Thought leadership from our experts

Interim Relief and the Court’s Role

Arbitration provides parties with a unique opportunity to prospectively choose a private system of justice. Parties who elect to arbitrate have enormous latitude to select which arbitration rules to follow, the language to be used, and even the applicable law. In recent years a number of international arbitration institutions have amended their respective rules to facilitate both obtaining interim relief from the tribunal and appointing emergency arbitrators where the issue is raised prior to the tribunal's appointment. However, even with these amendments, an arbitral tribunal is not a fully self-contained forum. National courts continue to play a vital role before, during, and after arbitration proceedings. In many respects effective arbitration depends on national courts, particularly for enforcement.

The ICC is one example of an institution that has taken steps toward modifying their rulesto allow for emergency measures of protection. According to the rules of the ICC, an emergency arbitrator may be appointed in order to deal with matters of interim relief. A party is able to seek relief before an arbitral tribunal is in session if the party is able to demonstrate the urgency of a matter. The party is thus provided with a relatively quick alternative to state courts for seeking interim measures, without the delay that sometimes accompanies the appointment process of the arbitral tribunal.

The International Centre for Dispute Resolution (ICDR) is another well-known arbitral institution. The ICDR international rules have had similar emergency measures available since 2006 and, in that time, the ICDR reports that they have had a number of rulings under its emergency arbitrator provisions, with an average decision time in the range of 20 days from filing.

A more recent example of an arbitration institution trying to make it easier for parties to obtain interim relief from an arbitral tribunal arises out of the July 2013 Hong Kong Arbitration (Amendment) Ordinance (HKAAO). Through the HKAAO, Hong Kong's Administered Arbitration Rules changed such that there are now clearer procedures for emergency applications for interim relief and more well-defined powers of emergency arbitrators.

- Problem statement -
Revise the passage on interim relief starting with "Thought leadership from" and going on through "particularly for enforcement.", putting "freedom" in place of "latitude". The items that come next have no connection to the passage on interim relief.

- Records provided -
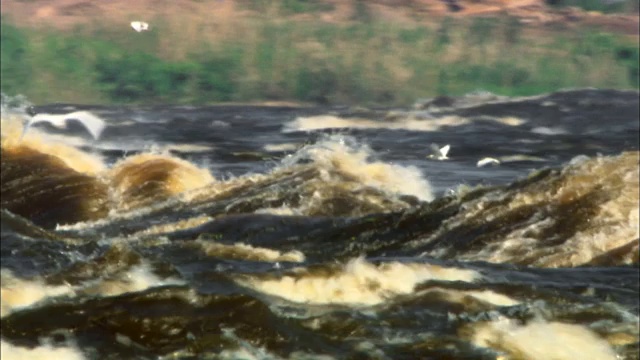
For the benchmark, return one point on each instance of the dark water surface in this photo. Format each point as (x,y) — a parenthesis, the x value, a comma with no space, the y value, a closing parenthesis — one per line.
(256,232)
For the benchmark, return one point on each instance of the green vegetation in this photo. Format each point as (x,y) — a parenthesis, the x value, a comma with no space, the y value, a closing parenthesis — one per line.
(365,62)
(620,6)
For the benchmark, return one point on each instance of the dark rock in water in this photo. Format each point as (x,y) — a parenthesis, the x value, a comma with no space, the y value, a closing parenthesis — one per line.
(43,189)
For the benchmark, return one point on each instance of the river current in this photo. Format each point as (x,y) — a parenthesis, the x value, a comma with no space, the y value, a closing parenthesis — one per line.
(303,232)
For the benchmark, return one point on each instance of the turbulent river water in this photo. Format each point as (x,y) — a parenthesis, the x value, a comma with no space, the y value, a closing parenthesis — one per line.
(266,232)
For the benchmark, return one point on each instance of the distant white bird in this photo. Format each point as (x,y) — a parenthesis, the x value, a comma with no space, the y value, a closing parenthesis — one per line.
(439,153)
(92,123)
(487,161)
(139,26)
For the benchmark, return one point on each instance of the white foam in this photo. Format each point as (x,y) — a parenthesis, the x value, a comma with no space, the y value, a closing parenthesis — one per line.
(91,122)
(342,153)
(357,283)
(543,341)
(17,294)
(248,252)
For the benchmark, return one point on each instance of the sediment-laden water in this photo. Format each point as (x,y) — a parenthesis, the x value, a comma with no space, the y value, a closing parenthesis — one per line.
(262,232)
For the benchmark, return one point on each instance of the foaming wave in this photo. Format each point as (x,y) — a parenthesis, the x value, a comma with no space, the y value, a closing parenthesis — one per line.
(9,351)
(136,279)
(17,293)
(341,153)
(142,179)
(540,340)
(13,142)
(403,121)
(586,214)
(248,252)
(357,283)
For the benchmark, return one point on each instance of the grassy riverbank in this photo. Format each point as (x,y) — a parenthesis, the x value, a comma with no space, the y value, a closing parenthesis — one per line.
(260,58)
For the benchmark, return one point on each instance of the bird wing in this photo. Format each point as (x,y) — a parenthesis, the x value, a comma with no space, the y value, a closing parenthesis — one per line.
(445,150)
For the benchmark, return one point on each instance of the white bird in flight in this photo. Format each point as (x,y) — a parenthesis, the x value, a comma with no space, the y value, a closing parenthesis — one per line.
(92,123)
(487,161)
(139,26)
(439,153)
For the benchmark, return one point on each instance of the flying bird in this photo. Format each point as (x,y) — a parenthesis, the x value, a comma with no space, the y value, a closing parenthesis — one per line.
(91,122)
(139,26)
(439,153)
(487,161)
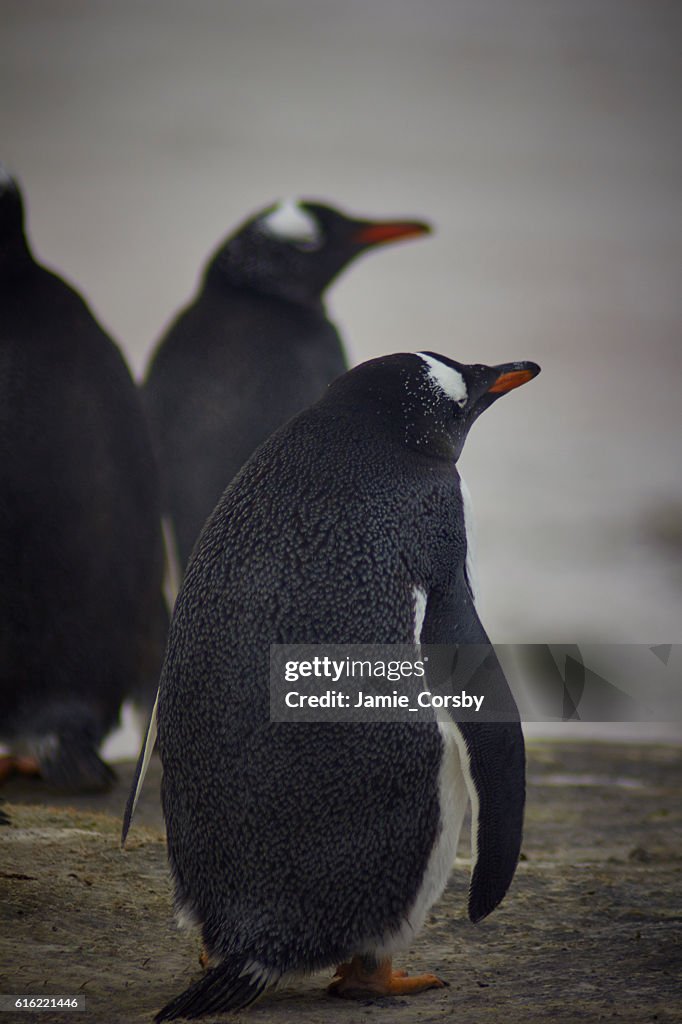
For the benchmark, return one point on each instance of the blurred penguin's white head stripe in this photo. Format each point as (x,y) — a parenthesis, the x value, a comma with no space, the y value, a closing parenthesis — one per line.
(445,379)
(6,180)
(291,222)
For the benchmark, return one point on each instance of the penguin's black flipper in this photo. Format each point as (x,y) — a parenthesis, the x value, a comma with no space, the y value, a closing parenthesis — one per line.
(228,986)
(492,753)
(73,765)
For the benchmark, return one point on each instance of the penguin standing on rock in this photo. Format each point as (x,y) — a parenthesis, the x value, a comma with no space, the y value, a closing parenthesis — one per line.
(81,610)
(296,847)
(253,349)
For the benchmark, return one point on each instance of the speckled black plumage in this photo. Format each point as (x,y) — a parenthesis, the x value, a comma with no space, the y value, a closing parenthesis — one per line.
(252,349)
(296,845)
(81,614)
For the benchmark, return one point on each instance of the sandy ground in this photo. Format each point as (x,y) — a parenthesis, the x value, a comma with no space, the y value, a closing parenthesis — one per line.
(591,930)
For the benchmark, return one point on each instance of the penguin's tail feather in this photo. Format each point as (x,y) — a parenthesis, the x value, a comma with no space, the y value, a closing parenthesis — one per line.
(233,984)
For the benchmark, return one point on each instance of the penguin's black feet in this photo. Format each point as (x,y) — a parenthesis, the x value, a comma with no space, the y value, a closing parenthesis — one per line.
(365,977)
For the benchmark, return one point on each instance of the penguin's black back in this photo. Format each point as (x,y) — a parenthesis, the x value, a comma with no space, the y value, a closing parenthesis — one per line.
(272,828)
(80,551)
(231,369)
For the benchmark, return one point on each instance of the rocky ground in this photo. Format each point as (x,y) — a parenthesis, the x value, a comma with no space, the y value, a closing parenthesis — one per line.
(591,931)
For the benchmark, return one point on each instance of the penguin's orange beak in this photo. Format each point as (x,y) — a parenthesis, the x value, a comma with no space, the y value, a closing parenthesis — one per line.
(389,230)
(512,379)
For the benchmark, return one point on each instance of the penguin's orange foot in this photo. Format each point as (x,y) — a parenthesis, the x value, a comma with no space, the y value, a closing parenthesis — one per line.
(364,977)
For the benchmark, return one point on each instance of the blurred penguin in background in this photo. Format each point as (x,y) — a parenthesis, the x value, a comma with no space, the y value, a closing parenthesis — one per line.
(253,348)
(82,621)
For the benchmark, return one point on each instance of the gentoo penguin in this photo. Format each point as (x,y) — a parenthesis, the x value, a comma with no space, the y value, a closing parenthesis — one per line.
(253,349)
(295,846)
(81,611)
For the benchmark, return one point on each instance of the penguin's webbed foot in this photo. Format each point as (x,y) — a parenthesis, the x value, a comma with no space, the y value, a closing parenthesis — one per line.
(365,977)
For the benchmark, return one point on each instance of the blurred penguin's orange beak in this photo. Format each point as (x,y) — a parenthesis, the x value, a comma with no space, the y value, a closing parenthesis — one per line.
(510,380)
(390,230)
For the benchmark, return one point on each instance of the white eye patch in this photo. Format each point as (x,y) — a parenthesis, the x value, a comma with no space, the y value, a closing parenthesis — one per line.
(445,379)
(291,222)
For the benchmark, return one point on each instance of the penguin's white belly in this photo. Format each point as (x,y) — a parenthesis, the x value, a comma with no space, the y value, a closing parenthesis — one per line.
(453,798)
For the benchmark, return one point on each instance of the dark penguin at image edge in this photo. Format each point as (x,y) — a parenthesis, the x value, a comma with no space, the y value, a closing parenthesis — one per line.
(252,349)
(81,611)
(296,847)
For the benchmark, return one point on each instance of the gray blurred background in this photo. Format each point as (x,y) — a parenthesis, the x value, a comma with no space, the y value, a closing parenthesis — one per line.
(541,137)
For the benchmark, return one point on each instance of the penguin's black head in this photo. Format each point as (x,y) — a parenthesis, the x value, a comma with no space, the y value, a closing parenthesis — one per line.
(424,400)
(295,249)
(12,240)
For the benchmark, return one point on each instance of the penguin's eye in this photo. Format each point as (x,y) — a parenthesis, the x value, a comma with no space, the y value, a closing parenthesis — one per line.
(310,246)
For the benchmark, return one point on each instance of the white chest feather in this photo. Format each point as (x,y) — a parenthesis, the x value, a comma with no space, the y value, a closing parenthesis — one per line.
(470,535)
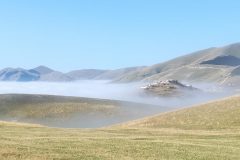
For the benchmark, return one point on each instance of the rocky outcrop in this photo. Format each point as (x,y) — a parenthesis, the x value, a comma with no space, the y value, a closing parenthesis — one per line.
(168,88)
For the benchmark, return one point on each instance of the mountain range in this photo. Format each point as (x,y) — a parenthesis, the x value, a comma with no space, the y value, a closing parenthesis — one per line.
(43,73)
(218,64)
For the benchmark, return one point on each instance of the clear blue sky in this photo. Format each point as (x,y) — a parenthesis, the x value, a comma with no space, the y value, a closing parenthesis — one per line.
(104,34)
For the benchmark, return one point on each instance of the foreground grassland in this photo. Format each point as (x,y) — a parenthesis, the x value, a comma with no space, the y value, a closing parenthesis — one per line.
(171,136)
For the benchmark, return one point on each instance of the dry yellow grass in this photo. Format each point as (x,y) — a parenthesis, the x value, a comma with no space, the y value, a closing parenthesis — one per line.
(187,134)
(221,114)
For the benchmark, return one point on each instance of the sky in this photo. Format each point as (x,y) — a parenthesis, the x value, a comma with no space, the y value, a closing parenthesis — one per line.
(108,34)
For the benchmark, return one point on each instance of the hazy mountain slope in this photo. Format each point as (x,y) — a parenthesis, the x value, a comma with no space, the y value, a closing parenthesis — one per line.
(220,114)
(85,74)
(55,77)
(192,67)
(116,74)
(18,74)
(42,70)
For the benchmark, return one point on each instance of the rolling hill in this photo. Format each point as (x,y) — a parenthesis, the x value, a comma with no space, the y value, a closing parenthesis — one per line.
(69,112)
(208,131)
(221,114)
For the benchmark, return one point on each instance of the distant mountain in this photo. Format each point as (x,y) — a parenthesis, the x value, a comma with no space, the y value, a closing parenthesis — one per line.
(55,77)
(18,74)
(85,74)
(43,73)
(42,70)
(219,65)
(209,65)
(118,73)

--

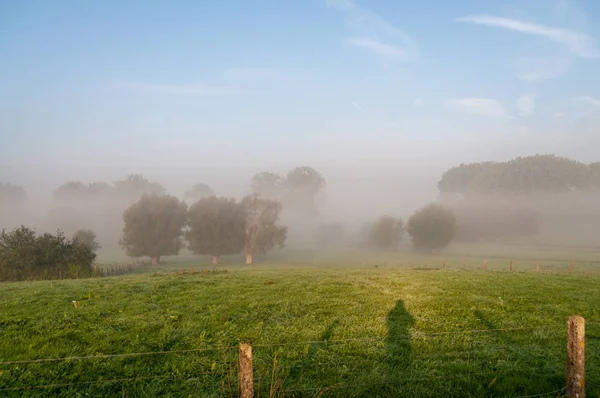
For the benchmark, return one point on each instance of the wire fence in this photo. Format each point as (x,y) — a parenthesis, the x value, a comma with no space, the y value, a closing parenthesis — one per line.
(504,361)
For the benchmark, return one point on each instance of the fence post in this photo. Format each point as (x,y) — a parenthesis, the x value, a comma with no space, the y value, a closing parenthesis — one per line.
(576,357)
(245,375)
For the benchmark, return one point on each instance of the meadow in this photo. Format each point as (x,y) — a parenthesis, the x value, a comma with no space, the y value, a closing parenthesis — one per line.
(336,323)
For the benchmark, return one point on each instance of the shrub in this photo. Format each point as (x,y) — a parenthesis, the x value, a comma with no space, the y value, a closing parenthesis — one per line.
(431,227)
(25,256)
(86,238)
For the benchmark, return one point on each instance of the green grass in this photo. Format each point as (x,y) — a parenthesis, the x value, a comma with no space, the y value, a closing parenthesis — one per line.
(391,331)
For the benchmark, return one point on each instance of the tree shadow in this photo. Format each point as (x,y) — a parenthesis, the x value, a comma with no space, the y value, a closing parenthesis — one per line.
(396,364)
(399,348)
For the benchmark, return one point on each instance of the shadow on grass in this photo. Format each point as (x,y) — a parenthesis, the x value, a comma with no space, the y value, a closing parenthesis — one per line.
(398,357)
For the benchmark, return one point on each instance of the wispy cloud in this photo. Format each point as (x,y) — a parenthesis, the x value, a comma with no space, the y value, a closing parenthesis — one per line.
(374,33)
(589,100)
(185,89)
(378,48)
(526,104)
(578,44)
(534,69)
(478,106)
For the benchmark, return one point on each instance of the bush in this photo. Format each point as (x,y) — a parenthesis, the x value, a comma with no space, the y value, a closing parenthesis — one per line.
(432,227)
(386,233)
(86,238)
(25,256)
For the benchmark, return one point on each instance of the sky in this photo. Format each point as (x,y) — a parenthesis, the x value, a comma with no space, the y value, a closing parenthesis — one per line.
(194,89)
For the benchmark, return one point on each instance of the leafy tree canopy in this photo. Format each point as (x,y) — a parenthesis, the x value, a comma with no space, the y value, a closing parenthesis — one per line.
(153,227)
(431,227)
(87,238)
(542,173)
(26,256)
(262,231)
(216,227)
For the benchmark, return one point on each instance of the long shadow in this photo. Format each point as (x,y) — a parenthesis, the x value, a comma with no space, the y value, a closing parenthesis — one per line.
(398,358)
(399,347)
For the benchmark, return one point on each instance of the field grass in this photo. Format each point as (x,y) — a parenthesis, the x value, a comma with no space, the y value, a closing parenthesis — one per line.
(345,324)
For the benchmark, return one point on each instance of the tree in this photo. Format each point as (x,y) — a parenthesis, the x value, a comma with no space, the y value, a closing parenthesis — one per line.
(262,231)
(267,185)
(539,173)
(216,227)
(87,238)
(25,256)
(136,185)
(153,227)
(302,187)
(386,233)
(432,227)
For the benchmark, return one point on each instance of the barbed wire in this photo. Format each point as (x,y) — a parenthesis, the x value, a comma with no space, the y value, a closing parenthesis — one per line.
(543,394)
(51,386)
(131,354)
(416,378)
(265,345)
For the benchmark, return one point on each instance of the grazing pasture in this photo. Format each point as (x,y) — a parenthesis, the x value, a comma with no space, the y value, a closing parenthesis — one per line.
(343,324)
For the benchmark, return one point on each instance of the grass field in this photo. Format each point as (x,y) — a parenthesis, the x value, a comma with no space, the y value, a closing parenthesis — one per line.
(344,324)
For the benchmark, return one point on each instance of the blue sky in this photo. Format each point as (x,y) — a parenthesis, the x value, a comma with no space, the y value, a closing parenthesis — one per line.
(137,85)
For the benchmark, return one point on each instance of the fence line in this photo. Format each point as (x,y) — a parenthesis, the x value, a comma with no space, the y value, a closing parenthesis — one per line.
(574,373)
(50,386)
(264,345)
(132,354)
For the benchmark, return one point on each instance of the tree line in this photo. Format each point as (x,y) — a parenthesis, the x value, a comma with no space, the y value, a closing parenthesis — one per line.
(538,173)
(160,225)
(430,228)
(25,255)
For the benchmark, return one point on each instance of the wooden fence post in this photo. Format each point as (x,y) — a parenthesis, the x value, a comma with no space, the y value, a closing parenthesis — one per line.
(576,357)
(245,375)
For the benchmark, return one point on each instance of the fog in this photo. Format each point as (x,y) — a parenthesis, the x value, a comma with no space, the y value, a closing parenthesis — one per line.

- Answer to the task -
Thought leadership from our experts

Interim Relief and the Court’s Role

Arbitration provides parties with a unique opportunity to prospectively choose a private system of justice. Parties who elect to arbitrate have enormous freedom to select which arbitration rules to follow, the language to be used, and even the applicable law. In recent years a number of international arbitration institutions have amended their respective rules to facilitate both obtaining interim relief from the tribunal and appointing emergency arbitrators where the issue is raised prior to the tribunal's appointment. However, even with these amendments, an arbitral tribunal is not a fully self-contained forum. National courts continue to play a vital role before, during, and after arbitration proceedings. In many respects effective arbitration depends on national courts, particularly for enforcement.